**Stored data:**
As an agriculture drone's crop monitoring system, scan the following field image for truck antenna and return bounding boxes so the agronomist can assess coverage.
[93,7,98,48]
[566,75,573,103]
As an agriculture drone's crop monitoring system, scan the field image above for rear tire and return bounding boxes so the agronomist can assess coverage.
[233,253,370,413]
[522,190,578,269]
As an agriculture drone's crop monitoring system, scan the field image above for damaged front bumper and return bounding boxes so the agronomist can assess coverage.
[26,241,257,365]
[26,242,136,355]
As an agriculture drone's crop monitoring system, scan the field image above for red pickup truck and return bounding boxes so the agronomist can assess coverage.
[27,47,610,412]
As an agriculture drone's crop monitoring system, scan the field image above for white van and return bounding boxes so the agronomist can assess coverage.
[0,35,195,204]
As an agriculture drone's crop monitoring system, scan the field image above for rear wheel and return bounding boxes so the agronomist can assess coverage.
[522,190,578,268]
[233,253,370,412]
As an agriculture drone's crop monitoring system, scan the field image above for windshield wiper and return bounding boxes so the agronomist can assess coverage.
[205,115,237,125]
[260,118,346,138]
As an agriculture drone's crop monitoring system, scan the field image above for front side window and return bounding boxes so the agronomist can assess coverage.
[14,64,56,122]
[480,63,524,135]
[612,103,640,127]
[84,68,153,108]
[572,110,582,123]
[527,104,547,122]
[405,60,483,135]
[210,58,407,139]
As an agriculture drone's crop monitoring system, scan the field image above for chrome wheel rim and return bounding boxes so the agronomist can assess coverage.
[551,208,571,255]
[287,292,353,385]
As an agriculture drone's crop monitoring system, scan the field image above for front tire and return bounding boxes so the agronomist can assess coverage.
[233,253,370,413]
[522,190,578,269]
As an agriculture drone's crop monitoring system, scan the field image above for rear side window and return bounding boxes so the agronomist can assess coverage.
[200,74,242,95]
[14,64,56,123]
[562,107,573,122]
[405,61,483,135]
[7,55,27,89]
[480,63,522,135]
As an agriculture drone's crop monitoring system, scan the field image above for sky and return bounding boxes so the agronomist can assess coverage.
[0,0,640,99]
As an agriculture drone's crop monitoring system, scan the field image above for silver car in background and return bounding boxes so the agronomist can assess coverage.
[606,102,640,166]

**WHAT IS EXPECTED:** Present every line of the material above as a numbered list, skipping any blank lines.

**OUTPUT BELOW:**
1. As an agriculture drone's crop monitoring system, scan the following field image for truck antenna and return bounding boxes so the agronomist can assess coverage.
2. [93,7,98,48]
3. [566,75,573,103]
4. As an agriculture drone's crop monitoring system, scan the field image above for rear tire and return bounding boxes so the agronomist can assess coverage.
5. [233,253,370,413]
6. [522,190,578,269]
7. As an agriculture drone's crop monitoring system, scan the field image above for damaged front bumper and return bounding boxes so the agronomist can assess coverage.
8. [26,241,257,365]
9. [26,242,136,355]
10. As an agriculture drone's crop monitoring system, scan the field image above for red pickup truck and return bounding boxes so the agronomist can assess coverage.
11. [27,47,610,412]
12. As an agriculture drone's crop monitoring system, scan the field image above for white van and return bounding boxes so the agronomist can assess coverage.
13. [0,35,195,204]
14. As an agriculture drone's crop monitoring system, scan the field image above for rear wheel and return bounding boxes so the agronomist can assess coverage.
15. [522,190,578,268]
16. [233,253,370,412]
17. As an agriculture drone's crop monitoring system, scan the field image above for windshield wiper and return bounding boxes so the agronomist can assess coverage.
18. [205,115,237,125]
19. [260,118,346,138]
20. As an agriculture drone's crop monitoring system, scan the field image above for front side window and return bounding boxes so the agronomist can assess coverage.
21. [14,64,56,122]
22. [480,63,524,135]
23. [612,103,640,127]
24. [84,68,153,108]
25. [572,110,582,123]
26. [527,104,547,122]
27. [405,60,483,135]
28. [210,58,407,139]
29. As an agriculture drone's crop monitoring system, scan the field image above for chrome wheel rim and return bounding boxes so the agronomist can assess coverage.
30. [551,208,571,255]
31. [287,292,353,385]
32. As an agriculture drone's crop monitoring system, scan the field image above for front tire and return bounding boxes so the agronomist can assess coverage.
33. [233,253,370,413]
34. [522,190,578,269]
35. As an agriculture drone's crop monitoring system, scan the field image above for rear side window and return bounding boxes so the agronomist can assess coverage.
36. [200,74,242,95]
37. [14,64,56,123]
38. [562,107,573,122]
39. [405,61,483,135]
40. [7,55,27,89]
41. [480,63,522,135]
42. As an agriculture drone's crop monitoring system, scan the field image above for sky and return bounding boxes so the agronomist can assess coverage.
43. [0,0,640,99]
44. As an agriculture drone's crop monitoring system, scan the field image above for silver car in background and return bounding boxes so the agronomist can assess coverage.
45. [606,102,640,166]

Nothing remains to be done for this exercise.